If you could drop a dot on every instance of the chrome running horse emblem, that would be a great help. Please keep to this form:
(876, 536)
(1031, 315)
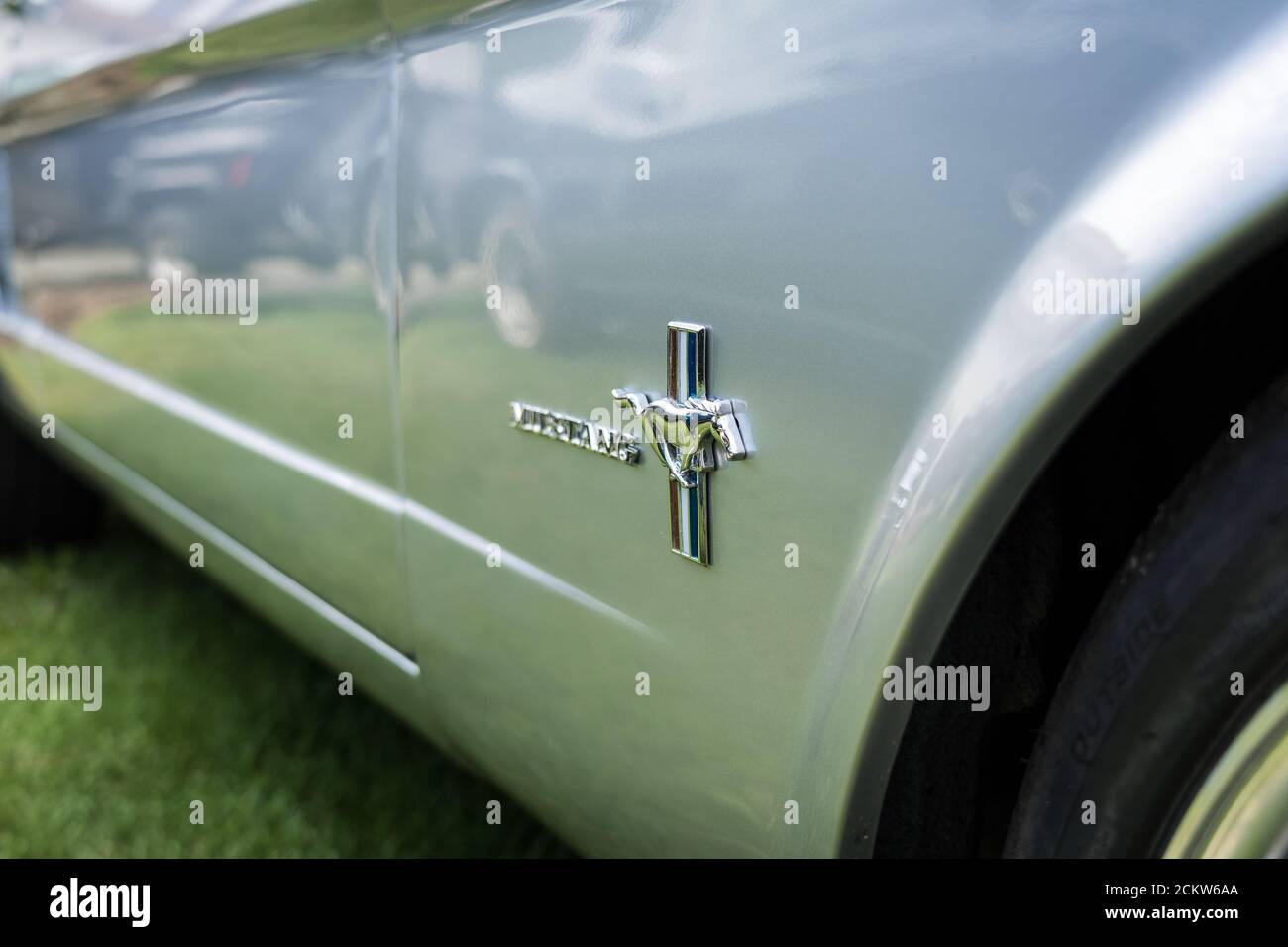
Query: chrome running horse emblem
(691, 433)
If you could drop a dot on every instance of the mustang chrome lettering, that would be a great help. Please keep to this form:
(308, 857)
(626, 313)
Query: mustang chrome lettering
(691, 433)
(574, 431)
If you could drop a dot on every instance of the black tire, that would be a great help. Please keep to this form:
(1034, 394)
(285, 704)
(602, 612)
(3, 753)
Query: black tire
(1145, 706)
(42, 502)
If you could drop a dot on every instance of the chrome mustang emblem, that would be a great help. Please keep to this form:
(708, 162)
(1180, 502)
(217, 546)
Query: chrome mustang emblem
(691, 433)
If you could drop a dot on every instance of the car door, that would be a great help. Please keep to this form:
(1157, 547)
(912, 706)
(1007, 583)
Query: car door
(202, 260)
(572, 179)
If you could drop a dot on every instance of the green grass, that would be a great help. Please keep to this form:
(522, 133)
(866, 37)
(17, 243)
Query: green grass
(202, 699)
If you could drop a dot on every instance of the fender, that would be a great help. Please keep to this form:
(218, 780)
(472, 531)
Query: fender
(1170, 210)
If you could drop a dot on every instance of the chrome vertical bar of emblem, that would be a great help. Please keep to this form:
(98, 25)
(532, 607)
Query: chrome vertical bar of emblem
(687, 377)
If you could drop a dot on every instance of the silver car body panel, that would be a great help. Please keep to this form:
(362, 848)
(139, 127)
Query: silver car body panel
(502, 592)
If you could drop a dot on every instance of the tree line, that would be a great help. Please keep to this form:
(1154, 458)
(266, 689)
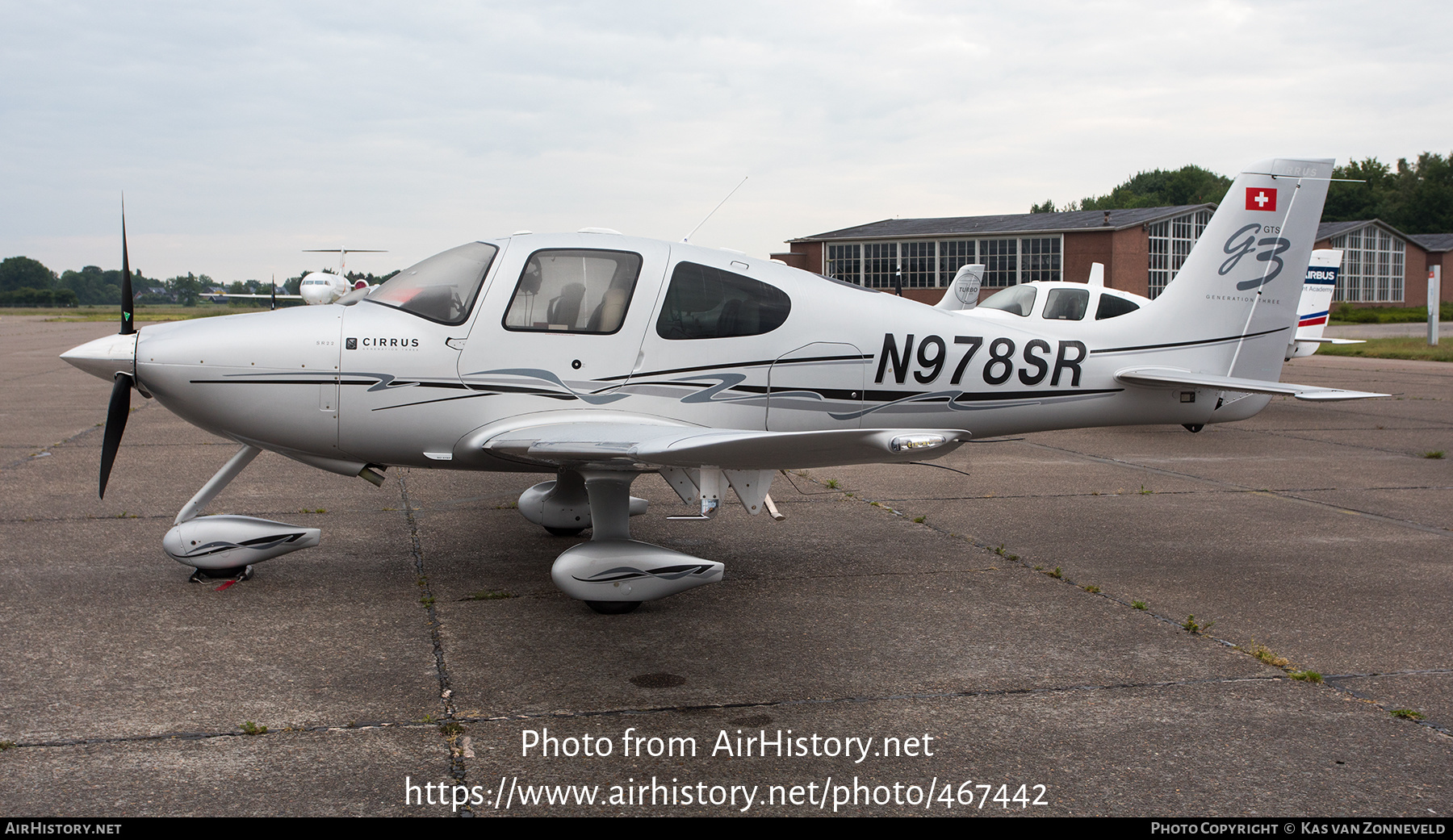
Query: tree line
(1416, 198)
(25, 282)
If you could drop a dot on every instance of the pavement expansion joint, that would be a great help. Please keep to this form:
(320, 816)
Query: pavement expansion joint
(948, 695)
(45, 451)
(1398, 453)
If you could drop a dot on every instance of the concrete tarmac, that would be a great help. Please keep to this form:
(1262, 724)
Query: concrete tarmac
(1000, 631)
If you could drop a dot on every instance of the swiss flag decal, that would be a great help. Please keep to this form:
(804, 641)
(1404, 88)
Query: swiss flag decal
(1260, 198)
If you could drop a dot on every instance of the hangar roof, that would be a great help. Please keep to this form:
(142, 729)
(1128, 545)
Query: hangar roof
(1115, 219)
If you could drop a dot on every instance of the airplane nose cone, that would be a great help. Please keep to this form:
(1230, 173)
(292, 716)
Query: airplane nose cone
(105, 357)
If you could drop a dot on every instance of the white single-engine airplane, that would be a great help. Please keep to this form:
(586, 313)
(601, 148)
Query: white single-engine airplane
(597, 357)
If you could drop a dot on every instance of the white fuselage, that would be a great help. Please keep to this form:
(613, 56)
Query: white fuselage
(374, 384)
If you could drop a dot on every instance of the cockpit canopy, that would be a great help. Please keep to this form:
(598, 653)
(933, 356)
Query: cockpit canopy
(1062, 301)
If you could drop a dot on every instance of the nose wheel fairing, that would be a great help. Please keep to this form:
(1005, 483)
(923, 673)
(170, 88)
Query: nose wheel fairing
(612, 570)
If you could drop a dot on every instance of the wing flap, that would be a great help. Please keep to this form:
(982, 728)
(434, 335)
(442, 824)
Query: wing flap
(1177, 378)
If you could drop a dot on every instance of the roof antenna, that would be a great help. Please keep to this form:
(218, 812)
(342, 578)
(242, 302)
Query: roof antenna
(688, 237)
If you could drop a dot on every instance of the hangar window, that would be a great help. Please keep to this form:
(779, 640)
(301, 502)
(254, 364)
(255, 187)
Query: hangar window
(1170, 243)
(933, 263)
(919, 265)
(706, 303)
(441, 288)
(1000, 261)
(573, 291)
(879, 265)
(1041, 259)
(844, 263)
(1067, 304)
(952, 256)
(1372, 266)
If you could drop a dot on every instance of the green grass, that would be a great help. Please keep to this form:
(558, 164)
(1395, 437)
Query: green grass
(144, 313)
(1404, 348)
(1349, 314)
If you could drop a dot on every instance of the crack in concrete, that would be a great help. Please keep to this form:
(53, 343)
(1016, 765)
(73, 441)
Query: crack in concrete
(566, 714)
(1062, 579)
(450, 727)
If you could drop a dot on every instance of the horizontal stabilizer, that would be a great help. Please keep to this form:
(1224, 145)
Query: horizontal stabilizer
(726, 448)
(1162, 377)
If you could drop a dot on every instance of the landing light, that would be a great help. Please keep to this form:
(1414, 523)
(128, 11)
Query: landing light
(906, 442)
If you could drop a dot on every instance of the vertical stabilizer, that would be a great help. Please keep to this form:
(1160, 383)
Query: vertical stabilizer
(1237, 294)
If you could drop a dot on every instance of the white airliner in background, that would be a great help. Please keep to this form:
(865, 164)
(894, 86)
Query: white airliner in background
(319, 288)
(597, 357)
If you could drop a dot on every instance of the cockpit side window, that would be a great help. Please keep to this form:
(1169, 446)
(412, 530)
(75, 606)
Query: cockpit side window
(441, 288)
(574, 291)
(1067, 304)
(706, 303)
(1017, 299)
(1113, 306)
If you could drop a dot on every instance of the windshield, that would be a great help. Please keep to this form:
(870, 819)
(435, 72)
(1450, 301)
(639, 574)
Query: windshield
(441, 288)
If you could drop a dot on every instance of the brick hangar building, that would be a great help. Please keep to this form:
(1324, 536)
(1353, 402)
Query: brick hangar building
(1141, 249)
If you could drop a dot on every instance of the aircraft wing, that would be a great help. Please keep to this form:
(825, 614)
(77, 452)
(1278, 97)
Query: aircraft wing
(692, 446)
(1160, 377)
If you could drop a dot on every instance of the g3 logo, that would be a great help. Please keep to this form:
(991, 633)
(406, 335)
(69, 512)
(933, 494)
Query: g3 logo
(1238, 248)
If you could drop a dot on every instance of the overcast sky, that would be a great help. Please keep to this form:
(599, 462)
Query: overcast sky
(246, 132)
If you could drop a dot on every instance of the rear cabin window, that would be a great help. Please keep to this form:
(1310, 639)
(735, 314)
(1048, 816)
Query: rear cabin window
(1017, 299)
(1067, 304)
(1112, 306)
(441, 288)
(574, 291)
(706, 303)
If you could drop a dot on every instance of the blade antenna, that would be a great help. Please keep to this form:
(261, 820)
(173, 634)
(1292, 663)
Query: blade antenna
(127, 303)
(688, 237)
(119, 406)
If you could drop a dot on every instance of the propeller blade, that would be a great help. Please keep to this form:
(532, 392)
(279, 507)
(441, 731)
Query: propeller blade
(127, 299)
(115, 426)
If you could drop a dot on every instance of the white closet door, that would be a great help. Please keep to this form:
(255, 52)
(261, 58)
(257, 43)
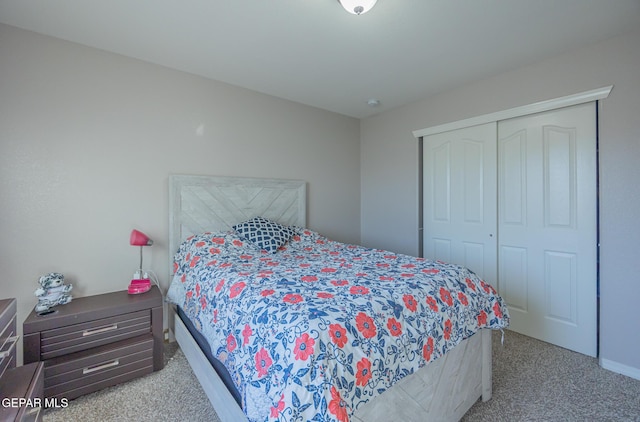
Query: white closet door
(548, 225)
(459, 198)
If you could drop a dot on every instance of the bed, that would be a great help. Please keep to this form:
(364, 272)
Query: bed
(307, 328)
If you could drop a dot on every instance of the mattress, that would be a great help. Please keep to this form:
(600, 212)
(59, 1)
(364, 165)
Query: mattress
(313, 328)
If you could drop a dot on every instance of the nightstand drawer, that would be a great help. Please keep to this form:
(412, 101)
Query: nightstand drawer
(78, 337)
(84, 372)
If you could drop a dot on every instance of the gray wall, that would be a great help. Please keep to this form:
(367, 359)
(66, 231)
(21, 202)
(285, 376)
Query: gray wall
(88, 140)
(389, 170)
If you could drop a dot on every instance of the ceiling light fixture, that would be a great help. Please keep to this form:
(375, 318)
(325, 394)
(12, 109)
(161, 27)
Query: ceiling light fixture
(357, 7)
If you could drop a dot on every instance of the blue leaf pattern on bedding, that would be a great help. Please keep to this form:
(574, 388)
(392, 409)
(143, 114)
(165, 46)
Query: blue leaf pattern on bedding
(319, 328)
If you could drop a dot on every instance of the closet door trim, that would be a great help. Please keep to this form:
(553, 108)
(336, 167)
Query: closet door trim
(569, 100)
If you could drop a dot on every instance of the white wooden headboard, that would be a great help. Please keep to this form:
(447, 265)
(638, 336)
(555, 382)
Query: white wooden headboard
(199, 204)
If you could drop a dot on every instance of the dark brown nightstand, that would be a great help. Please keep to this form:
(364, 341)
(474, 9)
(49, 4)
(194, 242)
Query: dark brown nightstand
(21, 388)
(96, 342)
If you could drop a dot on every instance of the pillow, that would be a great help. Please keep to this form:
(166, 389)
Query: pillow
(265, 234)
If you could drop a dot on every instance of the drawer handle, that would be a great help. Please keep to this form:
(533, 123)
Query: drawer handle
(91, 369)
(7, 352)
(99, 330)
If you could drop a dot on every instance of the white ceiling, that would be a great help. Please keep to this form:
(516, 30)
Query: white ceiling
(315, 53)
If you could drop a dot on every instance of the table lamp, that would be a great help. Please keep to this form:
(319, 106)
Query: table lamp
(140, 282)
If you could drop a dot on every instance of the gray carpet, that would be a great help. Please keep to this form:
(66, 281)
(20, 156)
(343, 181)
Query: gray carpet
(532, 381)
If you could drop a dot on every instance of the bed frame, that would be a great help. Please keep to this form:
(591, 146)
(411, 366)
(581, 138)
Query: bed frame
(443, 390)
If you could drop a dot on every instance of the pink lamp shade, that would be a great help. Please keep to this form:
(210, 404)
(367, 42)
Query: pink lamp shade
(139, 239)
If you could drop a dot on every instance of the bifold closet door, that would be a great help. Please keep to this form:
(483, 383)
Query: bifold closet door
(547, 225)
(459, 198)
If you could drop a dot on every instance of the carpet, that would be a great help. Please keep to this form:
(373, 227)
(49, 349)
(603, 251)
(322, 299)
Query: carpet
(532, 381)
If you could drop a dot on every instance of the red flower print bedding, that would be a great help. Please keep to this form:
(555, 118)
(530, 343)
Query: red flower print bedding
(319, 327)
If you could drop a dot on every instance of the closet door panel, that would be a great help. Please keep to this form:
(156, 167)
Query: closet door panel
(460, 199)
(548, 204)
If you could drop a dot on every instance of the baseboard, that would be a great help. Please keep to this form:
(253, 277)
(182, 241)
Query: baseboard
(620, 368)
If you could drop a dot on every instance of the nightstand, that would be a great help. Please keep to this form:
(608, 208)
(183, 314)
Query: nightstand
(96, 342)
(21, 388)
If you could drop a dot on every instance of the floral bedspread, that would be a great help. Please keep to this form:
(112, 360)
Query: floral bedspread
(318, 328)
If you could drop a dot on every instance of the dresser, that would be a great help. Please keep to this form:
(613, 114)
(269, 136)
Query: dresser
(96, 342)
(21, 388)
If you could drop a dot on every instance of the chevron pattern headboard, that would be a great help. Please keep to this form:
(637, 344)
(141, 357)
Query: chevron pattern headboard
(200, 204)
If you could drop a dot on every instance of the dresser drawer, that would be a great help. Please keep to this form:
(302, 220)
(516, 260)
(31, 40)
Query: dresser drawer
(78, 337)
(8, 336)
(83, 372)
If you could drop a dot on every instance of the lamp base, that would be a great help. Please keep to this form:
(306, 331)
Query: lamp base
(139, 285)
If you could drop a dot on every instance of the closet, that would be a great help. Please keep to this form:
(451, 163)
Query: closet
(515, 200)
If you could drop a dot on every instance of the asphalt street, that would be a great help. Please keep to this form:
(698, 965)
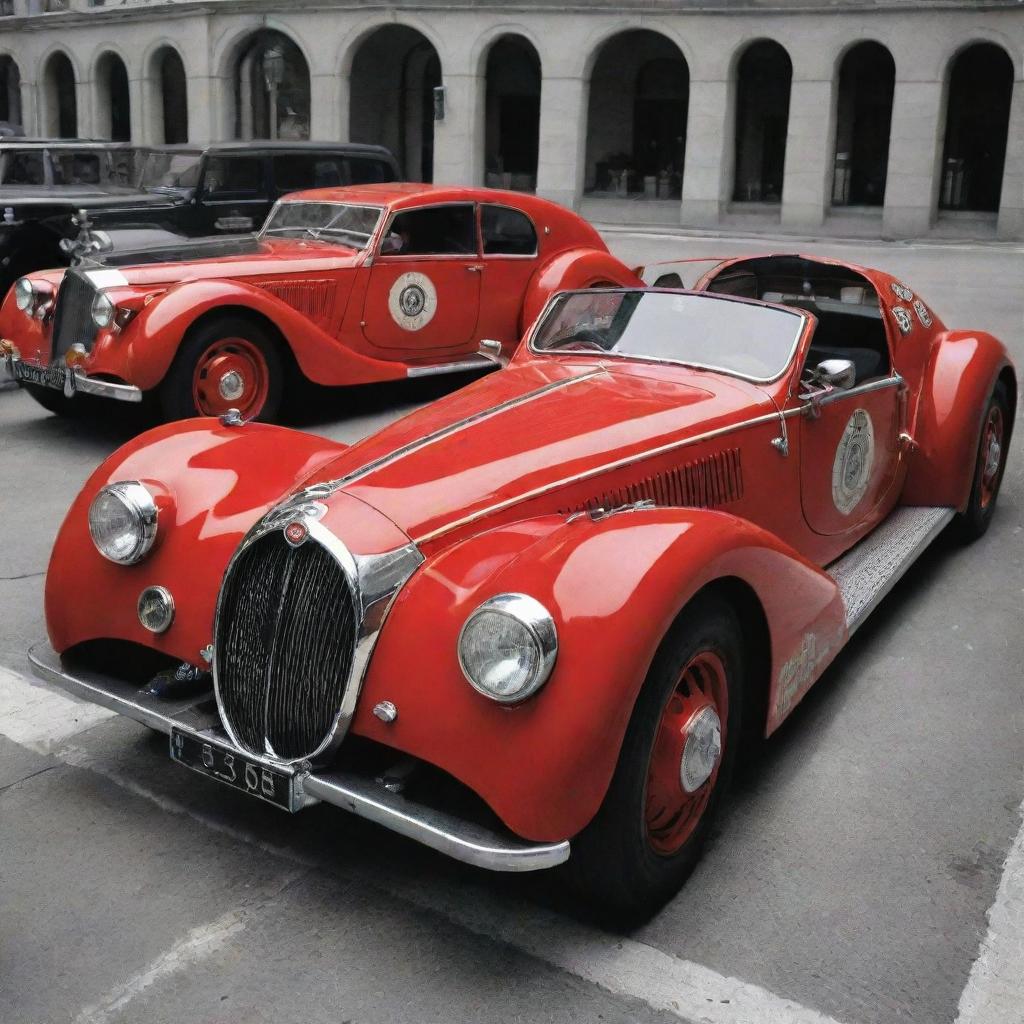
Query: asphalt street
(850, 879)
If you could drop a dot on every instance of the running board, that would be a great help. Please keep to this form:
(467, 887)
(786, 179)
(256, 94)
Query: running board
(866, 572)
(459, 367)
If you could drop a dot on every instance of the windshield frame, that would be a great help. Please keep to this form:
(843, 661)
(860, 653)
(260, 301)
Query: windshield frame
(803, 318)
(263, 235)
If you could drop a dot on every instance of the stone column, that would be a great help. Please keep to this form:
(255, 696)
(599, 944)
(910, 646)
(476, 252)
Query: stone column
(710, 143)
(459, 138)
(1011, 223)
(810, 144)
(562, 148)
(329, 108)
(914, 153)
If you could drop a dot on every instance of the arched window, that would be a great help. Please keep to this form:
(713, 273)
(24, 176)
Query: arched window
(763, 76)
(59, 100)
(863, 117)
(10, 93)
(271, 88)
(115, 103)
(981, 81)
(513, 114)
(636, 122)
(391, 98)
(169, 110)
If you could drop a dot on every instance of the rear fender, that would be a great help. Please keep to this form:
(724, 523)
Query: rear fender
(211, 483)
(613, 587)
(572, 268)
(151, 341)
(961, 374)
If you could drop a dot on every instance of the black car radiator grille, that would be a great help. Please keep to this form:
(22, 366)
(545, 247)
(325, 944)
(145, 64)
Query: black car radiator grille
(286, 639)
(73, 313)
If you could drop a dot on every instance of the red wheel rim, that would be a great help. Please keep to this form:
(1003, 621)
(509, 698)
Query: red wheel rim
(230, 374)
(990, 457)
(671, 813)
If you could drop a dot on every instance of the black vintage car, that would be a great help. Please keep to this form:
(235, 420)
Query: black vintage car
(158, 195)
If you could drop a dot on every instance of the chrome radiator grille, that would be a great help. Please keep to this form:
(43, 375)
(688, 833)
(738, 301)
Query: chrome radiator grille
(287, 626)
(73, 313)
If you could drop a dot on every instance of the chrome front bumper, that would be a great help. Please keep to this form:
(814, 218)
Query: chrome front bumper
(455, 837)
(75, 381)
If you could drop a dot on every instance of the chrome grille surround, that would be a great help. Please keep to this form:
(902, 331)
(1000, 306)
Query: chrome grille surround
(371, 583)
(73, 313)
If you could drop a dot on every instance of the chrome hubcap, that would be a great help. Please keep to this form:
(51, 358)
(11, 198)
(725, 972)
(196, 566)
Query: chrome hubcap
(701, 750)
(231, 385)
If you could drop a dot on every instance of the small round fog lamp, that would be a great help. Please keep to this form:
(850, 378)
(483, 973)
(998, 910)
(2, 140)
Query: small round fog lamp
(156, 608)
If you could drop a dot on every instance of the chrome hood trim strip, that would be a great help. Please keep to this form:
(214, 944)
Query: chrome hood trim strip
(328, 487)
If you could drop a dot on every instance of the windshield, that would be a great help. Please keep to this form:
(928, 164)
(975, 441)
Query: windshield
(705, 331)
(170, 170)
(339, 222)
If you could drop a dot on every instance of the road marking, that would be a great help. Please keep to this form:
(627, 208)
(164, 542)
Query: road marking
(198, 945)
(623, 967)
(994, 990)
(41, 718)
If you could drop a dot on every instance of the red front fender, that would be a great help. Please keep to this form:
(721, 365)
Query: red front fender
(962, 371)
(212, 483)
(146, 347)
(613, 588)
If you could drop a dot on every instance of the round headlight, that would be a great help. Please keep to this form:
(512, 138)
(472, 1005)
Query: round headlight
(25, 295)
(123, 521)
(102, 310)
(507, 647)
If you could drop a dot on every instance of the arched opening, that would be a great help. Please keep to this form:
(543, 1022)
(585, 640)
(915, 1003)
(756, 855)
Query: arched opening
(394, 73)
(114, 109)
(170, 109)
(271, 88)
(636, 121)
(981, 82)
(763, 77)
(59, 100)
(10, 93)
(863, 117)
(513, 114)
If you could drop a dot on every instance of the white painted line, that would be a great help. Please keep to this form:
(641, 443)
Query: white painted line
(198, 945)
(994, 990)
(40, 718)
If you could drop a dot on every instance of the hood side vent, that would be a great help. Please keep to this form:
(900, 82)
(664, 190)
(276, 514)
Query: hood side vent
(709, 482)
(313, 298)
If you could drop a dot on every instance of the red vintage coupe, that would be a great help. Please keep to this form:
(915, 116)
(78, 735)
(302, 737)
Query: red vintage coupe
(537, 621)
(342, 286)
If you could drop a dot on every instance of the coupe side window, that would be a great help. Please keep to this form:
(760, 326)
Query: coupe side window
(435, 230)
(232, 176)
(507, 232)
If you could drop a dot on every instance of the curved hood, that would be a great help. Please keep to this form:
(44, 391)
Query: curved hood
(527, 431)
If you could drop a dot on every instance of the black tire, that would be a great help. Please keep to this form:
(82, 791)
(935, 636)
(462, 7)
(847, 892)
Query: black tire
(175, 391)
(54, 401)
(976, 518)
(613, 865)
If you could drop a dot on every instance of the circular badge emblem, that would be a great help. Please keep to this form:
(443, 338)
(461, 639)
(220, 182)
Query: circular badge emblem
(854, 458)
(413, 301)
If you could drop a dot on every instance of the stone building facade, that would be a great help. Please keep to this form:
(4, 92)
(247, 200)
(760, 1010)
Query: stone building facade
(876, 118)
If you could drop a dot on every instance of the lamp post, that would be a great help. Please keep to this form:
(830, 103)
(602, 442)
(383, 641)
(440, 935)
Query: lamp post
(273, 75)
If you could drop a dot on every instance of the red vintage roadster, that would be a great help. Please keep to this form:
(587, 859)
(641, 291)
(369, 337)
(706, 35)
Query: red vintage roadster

Exercise details » Transcribe only the trailing portion of the entries above: the line that contains "of the circular" and each line after it.

Right answer »
If you could drop a dot on every instance of the circular badge emblem, that would be a great help. Please keep to this form:
(443, 338)
(461, 639)
(220, 182)
Query: circular badge emblem
(854, 458)
(413, 301)
If you could drop a dot on every instance of the stone building facade, that would be a great help. Please keep to this form:
(4, 92)
(247, 200)
(760, 1010)
Query: stone building facade
(876, 118)
If you could drop a dot on every instance of the lamp post, that would be a great help. Please keep to this form:
(830, 103)
(602, 442)
(383, 641)
(440, 935)
Query: lamp post
(273, 75)
If you could drop a dot on every instance of the red vintage roadster, that would be a great help. Please keep to this form:
(587, 859)
(641, 291)
(369, 337)
(706, 35)
Query: red vintage roadster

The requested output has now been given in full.